Send back all of the records, each one exactly as written.

+++

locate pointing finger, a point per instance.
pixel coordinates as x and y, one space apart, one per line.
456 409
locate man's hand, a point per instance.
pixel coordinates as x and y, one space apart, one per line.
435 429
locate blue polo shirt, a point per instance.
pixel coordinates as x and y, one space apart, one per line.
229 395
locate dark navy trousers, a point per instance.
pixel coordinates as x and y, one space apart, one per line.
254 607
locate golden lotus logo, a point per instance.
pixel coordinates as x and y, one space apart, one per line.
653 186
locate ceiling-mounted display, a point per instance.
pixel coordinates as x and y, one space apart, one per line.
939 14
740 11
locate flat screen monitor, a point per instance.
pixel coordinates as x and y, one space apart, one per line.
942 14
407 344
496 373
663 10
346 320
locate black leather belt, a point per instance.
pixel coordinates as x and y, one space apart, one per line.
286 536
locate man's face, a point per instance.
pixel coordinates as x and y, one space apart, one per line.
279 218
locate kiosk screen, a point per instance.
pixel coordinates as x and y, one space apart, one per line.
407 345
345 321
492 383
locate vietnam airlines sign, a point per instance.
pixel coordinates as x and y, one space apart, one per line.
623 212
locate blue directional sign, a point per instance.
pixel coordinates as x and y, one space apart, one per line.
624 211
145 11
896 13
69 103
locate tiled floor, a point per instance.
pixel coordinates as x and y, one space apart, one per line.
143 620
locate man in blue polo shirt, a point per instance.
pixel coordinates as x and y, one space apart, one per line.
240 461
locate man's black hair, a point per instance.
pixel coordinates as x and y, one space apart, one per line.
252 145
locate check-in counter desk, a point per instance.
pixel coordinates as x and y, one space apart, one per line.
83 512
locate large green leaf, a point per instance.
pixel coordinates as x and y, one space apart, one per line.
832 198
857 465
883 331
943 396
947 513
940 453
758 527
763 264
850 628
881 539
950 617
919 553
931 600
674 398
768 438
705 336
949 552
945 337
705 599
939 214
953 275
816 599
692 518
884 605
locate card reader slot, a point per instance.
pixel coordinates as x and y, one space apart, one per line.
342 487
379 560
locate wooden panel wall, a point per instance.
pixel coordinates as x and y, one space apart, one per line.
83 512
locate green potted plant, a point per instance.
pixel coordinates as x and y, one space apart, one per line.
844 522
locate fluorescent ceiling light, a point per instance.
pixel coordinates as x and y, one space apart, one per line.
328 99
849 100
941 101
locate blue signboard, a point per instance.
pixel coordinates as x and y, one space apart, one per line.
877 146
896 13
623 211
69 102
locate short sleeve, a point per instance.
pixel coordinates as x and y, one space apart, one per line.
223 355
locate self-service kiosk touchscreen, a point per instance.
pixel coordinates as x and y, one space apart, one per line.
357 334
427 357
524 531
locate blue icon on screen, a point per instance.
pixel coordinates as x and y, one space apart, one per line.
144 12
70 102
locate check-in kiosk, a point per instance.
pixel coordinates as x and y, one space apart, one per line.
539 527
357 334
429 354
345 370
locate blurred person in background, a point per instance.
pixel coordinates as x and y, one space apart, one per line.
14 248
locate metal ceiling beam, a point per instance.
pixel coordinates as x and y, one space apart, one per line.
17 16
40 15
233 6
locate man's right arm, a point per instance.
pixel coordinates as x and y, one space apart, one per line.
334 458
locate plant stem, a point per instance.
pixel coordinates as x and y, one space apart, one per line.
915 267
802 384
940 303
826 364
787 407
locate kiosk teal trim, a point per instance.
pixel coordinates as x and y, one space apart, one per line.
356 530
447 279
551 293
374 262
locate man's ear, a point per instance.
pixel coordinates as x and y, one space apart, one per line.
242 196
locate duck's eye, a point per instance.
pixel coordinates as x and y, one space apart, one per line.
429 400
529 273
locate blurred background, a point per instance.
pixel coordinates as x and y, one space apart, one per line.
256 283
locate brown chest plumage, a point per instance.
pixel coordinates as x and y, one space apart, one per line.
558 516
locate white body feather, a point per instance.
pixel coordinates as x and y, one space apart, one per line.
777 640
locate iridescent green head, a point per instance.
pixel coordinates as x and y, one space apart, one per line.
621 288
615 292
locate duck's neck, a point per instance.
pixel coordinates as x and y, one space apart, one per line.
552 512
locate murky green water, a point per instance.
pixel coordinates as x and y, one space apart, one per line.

+++

◆ WRITTEN RESPONSE
locate pointing finger, a point per instance.
pixel coordinates as x and y, one space apart, one per line.
456 409
locate man's hand, a point per instance.
pixel coordinates as x and y, one space apart, one per line.
435 429
locate blue polo shirt, a point per instance.
pixel coordinates as x and y, one space apart, one per line.
229 395
locate dark navy trousers, a point per instance.
pixel coordinates as x and y, one space apart, one per line.
254 607
locate golden lotus logo, a point per instance.
pixel coordinates as x and y, one space apart, one per line.
653 186
locate ceiling-mounted display, a point per instance.
pixel coordinates as x and y, one space apart, one per line.
939 14
740 11
locate flat screen monitor, a point per instance.
pixel coordinates as x and y, one space apart, one per line.
942 14
407 344
496 373
663 10
346 320
locate black leather belt, a point per instance.
pixel coordinates as x and y, one space apart, one per line.
286 536
locate man's face, a point per instance.
pixel coordinates as x and y, one space apart, one per line.
279 218
locate kiosk screen, a point per instance.
pixel coordinates as x and y, one space apart, one per line.
407 345
345 321
492 383
locate vietnam airlines sign, a point per instance.
pixel coordinates as x and y, one space apart, one per line.
623 212
locate blue directional sign, a point per instance.
pixel coordinates as x and y, one space apart, one per line.
624 211
145 11
896 13
69 103
locate tiled floor, a point per instance.
pixel coordinates as x and y, one space apart, one per line.
143 620
locate man in blue polo shirt, a point per instance.
pixel coordinates as x and y, one space apart, one per line.
240 461
locate man's black hair, a point per instance.
pixel coordinates as x and y, one space apart, one per line.
252 145
locate check-in counter desk, a point per instance.
pixel coordinates as x and y, one space apart, one per line.
83 512
locate large green leaf, a point per instance.
pixel coordinates as x and y, one space apart, one per line.
832 198
857 465
883 331
943 396
947 513
940 453
758 527
763 264
850 628
881 539
950 617
919 553
931 600
674 398
768 438
705 336
949 552
945 337
705 599
939 214
953 275
816 599
692 518
884 605
locate card reader slot, a point per instance.
pixel coordinates as x and y, one space apart, one per line.
342 487
379 560
locate wooden panel wall, a point per instance.
pixel coordinates as x and y, one space apart, one per line.
83 512
locate green potted plant, a point per instance.
pixel coordinates as x and y, one space apart, one per line.
844 522
locate fluorescent ceiling light, a point per instance.
pixel coordinates as x and y, one space apart, one per line.
328 99
849 100
941 101
locate blue signboard, a point per instance.
pixel coordinates as x and y, one space apart, one per line.
877 146
896 13
623 211
69 102
locate short sleeve, a point per instance.
pixel coordinates as x and y, one space apart, one per line.
223 355
locate self-service kiosk touchscreen, a point per instance.
pixel coordinates as x and y, one space apart, one per line.
357 334
427 357
524 531
locate blue icon on screen, a point per instance.
pixel coordinates as x and y, one space apart, one per line.
144 12
70 102
locate check-in kiosk, a point per instance.
pixel coordinates as x and y, one space apart, one per line.
539 527
357 334
429 354
345 370
locate blurred person in background, a point per instance.
pixel coordinates as x and y, one space apart, one per line.
14 248
locate metal ceiling beam, a point per instance.
pixel coordinates as x and y, one space apart, one per line.
17 16
40 15
233 6
locate man's right arm, a point per instance.
pixel coordinates as x and y, one space apart, one per line.
334 458
locate plant stem, a point per instance.
pixel coordinates as x and y, one space apart, one per line.
915 267
802 384
940 303
826 364
787 407
locate kiosk teal trim, a point per instance.
pixel coordinates as x and y, one space apart, one per line.
356 530
447 279
551 293
374 262
locate man's ear, a point per instance.
pixel coordinates as x and y, one space apart, one per line.
242 196
locate duck's eye, a point per instance.
pixel coordinates as x and y, one space apart, one per line.
429 400
529 273
locate blurred background, a point per instance.
pixel coordinates as x and y, one space apart, one per line.
256 283
locate brown chest plumage, a point per instance.
pixel coordinates as x and y, one space apart, one per line.
558 516
locate white body feather, a point per instance.
pixel coordinates as x and y, one space apart, one per line.
777 640
locate iridescent green head, a point per instance.
pixel coordinates as x and y, one space apart, one per line.
621 288
615 292
locate duck's neck, a point per instance.
pixel coordinates as x and y, one space apart, one per line.
552 512
locate murky green water, a point per instance.
pixel coordinates as x and y, one space apart, one per line.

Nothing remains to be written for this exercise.